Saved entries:

= Beginning of Section =

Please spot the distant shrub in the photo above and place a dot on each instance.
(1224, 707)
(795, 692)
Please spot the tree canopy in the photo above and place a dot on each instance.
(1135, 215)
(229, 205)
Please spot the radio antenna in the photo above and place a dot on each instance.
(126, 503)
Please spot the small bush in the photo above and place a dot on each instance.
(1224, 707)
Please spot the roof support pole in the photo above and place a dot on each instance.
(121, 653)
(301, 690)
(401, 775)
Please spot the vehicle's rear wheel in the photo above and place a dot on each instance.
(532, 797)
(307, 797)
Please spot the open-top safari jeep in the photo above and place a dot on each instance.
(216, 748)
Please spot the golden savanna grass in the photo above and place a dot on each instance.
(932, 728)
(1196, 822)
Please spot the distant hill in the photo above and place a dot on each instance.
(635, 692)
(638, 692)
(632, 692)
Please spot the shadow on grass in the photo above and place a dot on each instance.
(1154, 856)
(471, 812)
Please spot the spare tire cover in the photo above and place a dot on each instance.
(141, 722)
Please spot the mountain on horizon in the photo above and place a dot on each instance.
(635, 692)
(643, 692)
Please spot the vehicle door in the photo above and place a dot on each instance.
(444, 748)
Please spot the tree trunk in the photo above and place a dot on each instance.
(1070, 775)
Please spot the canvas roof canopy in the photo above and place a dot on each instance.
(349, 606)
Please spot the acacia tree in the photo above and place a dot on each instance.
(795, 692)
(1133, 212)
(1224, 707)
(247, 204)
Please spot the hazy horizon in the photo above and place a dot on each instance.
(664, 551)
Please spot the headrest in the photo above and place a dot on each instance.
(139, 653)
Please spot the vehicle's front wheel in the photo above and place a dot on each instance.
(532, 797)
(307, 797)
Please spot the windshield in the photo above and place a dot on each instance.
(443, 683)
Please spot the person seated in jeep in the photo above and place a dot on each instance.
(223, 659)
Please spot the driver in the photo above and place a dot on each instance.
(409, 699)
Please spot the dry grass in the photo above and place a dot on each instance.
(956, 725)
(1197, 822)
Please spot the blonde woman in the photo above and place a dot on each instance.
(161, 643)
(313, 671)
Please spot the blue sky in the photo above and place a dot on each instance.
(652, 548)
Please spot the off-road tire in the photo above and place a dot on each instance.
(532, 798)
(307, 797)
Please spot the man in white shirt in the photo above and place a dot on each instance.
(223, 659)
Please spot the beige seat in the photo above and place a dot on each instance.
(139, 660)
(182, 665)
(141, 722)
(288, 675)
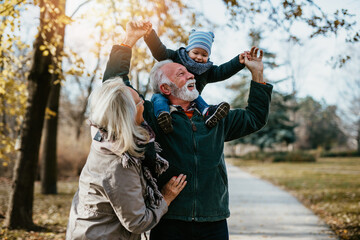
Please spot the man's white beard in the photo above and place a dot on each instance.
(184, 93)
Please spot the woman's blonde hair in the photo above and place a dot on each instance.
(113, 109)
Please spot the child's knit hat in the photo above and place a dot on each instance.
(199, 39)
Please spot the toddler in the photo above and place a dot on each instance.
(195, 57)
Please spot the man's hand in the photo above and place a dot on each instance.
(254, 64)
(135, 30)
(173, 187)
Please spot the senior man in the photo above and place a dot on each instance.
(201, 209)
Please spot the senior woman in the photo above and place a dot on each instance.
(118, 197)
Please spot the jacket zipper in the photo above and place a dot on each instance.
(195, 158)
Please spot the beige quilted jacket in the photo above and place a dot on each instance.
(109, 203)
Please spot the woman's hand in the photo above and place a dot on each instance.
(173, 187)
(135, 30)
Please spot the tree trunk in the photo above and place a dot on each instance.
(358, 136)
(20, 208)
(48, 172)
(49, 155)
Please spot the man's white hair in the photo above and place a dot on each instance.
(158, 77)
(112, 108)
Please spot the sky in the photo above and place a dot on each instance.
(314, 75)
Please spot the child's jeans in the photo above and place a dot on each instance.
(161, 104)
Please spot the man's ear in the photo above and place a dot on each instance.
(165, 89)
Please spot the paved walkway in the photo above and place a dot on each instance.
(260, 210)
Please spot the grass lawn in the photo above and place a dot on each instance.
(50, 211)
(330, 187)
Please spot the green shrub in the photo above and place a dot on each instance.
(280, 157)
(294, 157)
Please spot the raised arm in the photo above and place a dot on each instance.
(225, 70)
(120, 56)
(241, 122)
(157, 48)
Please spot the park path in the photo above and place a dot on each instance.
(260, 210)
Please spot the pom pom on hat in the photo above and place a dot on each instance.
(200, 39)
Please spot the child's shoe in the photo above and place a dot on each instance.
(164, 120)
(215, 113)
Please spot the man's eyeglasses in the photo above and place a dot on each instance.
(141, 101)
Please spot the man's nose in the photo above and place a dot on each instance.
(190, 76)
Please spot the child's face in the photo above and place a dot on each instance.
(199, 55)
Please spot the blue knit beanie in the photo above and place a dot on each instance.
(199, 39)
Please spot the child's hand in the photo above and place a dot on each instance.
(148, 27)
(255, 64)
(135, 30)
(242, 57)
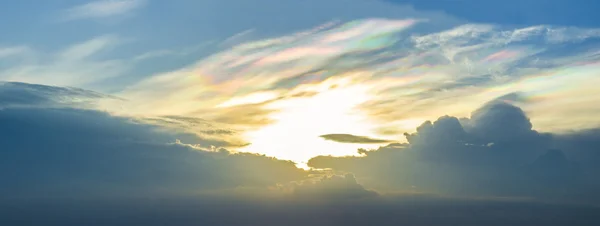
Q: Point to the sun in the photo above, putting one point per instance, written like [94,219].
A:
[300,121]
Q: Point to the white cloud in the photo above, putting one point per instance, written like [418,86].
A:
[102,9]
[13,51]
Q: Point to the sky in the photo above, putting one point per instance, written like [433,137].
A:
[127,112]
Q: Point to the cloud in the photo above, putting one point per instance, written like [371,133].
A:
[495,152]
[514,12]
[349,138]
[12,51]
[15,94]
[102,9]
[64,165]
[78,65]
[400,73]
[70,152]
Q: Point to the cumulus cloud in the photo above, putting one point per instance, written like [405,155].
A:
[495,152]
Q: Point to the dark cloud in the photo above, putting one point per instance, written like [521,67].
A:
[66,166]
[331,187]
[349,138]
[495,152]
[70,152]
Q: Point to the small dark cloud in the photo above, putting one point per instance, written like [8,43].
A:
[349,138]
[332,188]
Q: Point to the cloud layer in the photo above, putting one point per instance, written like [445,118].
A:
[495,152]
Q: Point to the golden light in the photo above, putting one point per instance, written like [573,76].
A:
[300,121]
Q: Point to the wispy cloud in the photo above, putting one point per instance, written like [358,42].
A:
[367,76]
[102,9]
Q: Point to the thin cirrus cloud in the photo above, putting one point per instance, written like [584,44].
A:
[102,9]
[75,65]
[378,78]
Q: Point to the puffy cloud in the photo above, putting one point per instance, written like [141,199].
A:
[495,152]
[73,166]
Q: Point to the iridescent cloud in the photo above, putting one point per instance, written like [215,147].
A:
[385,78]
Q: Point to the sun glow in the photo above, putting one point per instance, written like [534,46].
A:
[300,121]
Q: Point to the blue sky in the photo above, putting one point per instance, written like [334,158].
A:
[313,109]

= End of Section =
= Beginning of Section =

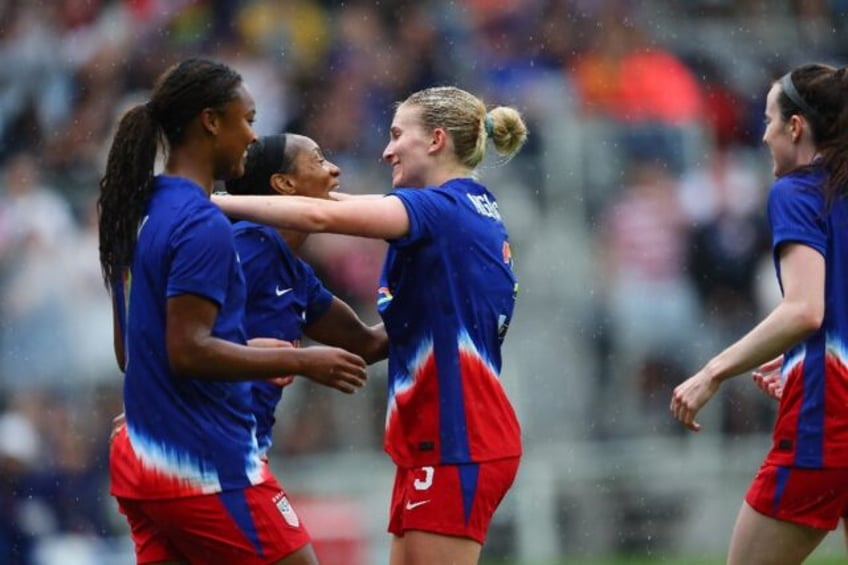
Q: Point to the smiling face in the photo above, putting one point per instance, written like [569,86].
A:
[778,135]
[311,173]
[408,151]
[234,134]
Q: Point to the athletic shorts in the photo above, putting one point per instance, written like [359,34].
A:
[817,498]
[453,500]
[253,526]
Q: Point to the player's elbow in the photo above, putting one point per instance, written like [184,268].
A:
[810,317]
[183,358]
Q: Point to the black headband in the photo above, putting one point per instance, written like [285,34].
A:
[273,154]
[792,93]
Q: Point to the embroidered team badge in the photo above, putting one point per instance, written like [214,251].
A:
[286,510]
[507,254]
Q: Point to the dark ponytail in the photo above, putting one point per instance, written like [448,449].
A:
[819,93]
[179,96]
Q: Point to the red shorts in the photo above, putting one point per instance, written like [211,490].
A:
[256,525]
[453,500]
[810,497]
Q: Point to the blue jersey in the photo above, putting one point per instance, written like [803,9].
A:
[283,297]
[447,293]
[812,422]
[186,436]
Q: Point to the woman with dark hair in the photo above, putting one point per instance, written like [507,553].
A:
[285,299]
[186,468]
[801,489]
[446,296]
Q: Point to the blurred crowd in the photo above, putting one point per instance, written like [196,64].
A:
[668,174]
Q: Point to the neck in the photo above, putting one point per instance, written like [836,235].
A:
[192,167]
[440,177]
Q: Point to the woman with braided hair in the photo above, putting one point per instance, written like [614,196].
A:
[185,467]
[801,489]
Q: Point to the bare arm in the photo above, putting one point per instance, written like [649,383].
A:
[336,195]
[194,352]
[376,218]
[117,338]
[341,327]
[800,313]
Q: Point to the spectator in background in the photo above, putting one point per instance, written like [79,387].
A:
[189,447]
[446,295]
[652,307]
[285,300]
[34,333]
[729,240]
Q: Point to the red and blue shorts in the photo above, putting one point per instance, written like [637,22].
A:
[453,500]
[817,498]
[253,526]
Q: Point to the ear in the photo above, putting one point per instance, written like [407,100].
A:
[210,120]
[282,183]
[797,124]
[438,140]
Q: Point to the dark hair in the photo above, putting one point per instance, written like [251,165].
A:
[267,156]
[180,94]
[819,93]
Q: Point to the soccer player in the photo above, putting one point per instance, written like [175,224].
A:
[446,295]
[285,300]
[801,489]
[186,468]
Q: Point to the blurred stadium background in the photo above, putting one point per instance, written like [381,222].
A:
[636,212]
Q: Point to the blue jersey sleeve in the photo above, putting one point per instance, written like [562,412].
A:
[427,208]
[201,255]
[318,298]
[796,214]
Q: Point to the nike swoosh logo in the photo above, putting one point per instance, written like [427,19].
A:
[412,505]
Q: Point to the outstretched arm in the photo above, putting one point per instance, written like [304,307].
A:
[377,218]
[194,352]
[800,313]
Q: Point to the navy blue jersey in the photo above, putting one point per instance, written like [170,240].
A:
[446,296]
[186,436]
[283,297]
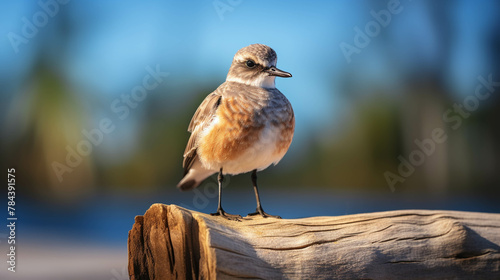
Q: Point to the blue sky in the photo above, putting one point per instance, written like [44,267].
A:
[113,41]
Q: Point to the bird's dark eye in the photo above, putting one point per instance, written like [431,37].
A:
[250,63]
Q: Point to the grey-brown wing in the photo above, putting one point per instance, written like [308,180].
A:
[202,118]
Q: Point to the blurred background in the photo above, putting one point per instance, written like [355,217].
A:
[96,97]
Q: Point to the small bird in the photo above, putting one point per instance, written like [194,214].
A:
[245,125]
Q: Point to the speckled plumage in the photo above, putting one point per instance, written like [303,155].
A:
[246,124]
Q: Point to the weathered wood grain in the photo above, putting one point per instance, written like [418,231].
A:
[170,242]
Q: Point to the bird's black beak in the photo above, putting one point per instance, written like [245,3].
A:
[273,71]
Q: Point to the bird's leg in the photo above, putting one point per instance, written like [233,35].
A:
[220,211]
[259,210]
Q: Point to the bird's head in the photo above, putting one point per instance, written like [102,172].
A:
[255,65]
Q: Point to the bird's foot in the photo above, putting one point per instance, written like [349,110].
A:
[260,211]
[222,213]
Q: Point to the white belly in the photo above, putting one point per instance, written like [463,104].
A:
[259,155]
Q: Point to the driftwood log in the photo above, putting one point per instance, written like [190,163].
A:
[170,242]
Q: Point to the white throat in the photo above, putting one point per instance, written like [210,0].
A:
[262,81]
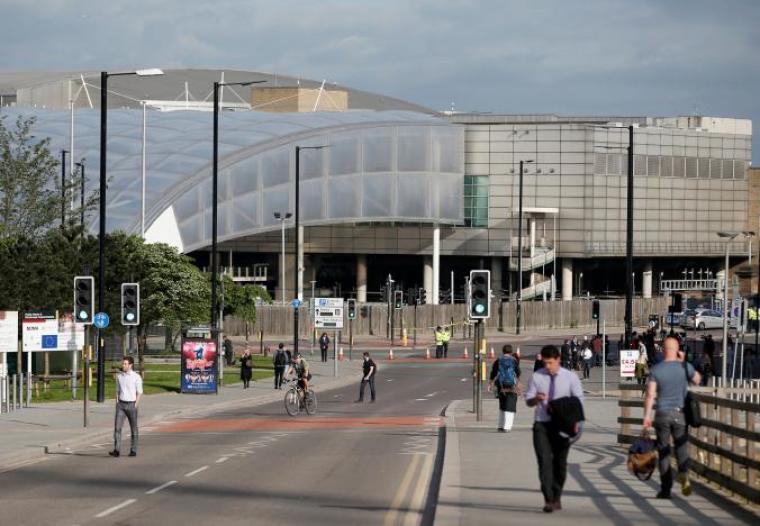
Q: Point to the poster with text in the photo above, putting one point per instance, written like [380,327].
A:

= End of Section =

**WHAT YOU WILL DO**.
Look for the string "background" in the entries above. Copy every line that has it.

**FINAL ANSWER**.
Q: Point to the spectator in background in the photo above, putting one point per instance, written like [79,387].
Q: Point to the blurred stadium background in the photo above, putting one point per instance, written like [381,222].
Q: Point to the blurred background in the photo above, putting one point per instance, written like [355,217].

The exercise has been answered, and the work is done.